**PAGE EXCERPT**
○ ○ ○
Hi everyone!
I have this Dataset class:
“”"
class Dataset(Dataset):
# Constructor
def __init__(self, train = True):
data = pd.read_csv('https://s3.us.cloud-object-storage.appdomain.cloud/cf-courses-data/CognitiveClass/DL0110EN/ML03210EN_Final_Assignment/LoLMatchData.csv')
if (train):
self.x = torch.tensor(data.iloc[0:7903, :].drop(['blueWins'], axis=1).values, dtype=torch.float)
# standardizing the data
self.x = (self.x - self.x.mean(dim=0))/self.x.std(dim=0)
self.y = torch.tensor(data.loc[0:7903, 'blueWins'].values, dtype=torch.float).reshape((7904,1))
self.len = self.x.shape[0]
else:
self.x = torch.tensor(data.iloc[7904:, :].drop(['blueWins'], axis=1).values, dtype=torch.float)
# standardizing the data
self.x = (self.x - self.x.mean(dim=0))/self.x.std(dim=0)
○ ○ ○
**DATA UNDER STUDY**
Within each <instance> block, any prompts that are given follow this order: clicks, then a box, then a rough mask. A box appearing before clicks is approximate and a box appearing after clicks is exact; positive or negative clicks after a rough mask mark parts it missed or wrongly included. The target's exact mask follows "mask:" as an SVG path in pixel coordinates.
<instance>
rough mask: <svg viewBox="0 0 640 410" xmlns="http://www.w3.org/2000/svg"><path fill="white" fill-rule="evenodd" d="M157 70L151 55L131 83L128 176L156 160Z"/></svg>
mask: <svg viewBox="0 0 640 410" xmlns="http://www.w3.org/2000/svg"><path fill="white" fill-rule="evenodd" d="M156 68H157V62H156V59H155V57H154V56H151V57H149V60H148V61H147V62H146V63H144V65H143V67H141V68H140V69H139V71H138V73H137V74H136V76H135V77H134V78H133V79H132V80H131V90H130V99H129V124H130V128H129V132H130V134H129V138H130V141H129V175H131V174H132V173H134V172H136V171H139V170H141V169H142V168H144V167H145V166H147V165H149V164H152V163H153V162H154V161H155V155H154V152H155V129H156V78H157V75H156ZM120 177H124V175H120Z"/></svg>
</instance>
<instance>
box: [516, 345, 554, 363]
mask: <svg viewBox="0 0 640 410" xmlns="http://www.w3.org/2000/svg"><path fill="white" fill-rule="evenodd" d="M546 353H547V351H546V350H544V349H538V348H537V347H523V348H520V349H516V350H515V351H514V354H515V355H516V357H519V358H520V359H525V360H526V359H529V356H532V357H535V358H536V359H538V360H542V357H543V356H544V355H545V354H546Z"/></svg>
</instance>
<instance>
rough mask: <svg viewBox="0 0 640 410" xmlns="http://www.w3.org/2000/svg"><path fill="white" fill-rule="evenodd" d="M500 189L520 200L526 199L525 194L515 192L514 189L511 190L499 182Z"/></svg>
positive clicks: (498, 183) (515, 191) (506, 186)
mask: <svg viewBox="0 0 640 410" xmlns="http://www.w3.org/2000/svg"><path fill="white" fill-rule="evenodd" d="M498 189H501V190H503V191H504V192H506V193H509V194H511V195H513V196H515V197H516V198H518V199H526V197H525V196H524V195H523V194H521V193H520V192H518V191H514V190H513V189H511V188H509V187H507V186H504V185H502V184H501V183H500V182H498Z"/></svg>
○ ○ ○
**DIRECTIONS**
- 1) In the forum post about the PyTorch Dataset class, which column is dropped when the features in self.x are built?
- 2) Please extend the forum post about the PyTorch Dataset class, picking up right after its last line of code.

**TASK-BY-TASK ANSWERS**
- 1) The 'blueWins' column.

- 2)
self.y = torch.tensor(data.loc[7904:, 'blueWins'].values, dtype=torch.float).reshape((1975,1))
self.len = self.x.shape[0]
# Get the length
def __len__(self):
return self.len
# Getter
def __getitem__(self, idx):
x = self.x[idx]
y = self.y[idx]
return x, y
“”"
I need to use this Dataset class to create a dataset object for training and testing. Not to mention set the training parameter to the correct value.
I would be pleased if anyone could help me with this task.
Thank you in Advance!